The request: Return the data below verbatim, line for line.

[begin Records to use]

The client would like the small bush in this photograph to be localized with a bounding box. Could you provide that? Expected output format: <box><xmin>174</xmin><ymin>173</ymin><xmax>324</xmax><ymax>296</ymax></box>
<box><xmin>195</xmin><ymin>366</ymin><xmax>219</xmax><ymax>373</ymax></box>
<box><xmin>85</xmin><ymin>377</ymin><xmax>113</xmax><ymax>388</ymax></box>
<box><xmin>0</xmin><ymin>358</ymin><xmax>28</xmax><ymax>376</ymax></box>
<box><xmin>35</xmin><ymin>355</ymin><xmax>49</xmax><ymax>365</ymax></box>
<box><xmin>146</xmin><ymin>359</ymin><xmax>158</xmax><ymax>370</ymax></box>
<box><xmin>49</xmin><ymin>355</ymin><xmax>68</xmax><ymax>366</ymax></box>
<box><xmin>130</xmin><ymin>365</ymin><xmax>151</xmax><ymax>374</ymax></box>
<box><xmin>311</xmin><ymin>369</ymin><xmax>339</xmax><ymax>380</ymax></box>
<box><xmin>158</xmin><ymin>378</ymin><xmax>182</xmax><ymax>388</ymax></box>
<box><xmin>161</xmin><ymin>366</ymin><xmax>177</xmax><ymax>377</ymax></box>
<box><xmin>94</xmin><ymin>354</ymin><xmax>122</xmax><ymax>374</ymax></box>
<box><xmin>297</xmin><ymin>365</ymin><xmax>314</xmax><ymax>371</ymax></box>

[end Records to use]

Answer to this task:
The client would like the small bush in this photograph to be localized with a bounding box. Could you provide that? Expected output format: <box><xmin>174</xmin><ymin>173</ymin><xmax>324</xmax><ymax>296</ymax></box>
<box><xmin>195</xmin><ymin>366</ymin><xmax>219</xmax><ymax>373</ymax></box>
<box><xmin>85</xmin><ymin>377</ymin><xmax>113</xmax><ymax>388</ymax></box>
<box><xmin>0</xmin><ymin>358</ymin><xmax>28</xmax><ymax>376</ymax></box>
<box><xmin>35</xmin><ymin>355</ymin><xmax>49</xmax><ymax>365</ymax></box>
<box><xmin>146</xmin><ymin>359</ymin><xmax>158</xmax><ymax>370</ymax></box>
<box><xmin>49</xmin><ymin>355</ymin><xmax>68</xmax><ymax>366</ymax></box>
<box><xmin>130</xmin><ymin>365</ymin><xmax>151</xmax><ymax>374</ymax></box>
<box><xmin>311</xmin><ymin>369</ymin><xmax>339</xmax><ymax>380</ymax></box>
<box><xmin>158</xmin><ymin>378</ymin><xmax>182</xmax><ymax>388</ymax></box>
<box><xmin>161</xmin><ymin>366</ymin><xmax>177</xmax><ymax>377</ymax></box>
<box><xmin>94</xmin><ymin>354</ymin><xmax>122</xmax><ymax>374</ymax></box>
<box><xmin>297</xmin><ymin>365</ymin><xmax>314</xmax><ymax>371</ymax></box>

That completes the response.